[Begin Supplied passage]

- 72 Watt Street, Newcastle, New South Wales Australia

Information
- Type: industrial school
- Established: 1867
- Closed: 1887 (with transfers to Parramatta Girls Industrial School)
- Gender: Female
- Age range: 10–17

= Newcastle Industrial School for Girls =

Newcastle Industrial School for Girls (now, Newcastle Government House; 1867–1887) is a defunct Australian girls' school, which was located in 72 Watt Street, Newcastle, New South Wales. On 26 May 1871, the younger girls left the Newcastle Industrial School, and removed to a new institution at Cockatoo Island, named the Biloela Industrial School for Girls. The Newcastle Industrial School for Girls closed in 1887, when all the remaining girls removed to Parramatta Girls School in Parramatta. The building that housed the Newcastle Industrial School for Girls at 72 Watt Street is now the Newcastle Government House.

==History==
In August 1866, the Act for the Relief of Destitute Children, more commonly known as the Industrial Schools Act, was passed by the Government of NSW under the guidance of Henry Parkes. Children under the age of sixteen could be removed from their family and placed into the care of the government. The Industrial Schools legislation enabled authorities to accommodate, detain and provide training for children under the age of 16 years who were deemed not to be in the control of their parents, in particular those associated with prostitution.

[End Supplied passage]
[Begin Excerpted records]

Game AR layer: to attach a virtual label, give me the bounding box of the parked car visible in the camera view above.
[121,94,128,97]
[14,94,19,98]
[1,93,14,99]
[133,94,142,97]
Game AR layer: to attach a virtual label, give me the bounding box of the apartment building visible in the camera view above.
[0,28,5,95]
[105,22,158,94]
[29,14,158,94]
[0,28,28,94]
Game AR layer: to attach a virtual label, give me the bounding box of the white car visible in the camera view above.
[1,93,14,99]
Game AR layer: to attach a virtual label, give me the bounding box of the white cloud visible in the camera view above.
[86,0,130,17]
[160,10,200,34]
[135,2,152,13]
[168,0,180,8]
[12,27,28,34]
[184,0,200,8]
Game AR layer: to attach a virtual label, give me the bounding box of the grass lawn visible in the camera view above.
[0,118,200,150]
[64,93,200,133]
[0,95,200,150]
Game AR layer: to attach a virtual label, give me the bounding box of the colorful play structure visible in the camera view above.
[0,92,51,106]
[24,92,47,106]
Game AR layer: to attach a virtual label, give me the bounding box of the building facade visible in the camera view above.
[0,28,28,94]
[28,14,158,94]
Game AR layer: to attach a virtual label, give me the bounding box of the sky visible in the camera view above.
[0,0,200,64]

[End Excerpted records]

Instruction
In the text about the Newcastle Industrial School for Girls, duplicate word for word the part that opens with the words containing "Information" and closes with "Newcastle Government House.".

Written answer
Information
- Type: industrial school
- Established: 1867
- Closed: 1887 (with transfers to Parramatta Girls Industrial School)
- Gender: Female
- Age range: 10–17

= Newcastle Industrial School for Girls =

Newcastle Industrial School for Girls (now, Newcastle Government House; 1867–1887) is a defunct Australian girls' school, which was located in 72 Watt Street, Newcastle, New South Wales. On 26 May 1871, the younger girls left the Newcastle Industrial School, and removed to a new institution at Cockatoo Island, named the Biloela Industrial School for Girls. The Newcastle Industrial School for Girls closed in 1887, when all the remaining girls removed to Parramatta Girls School in Parramatta. The building that housed the Newcastle Industrial School for Girls at 72 Watt Street is now the Newcastle Government House.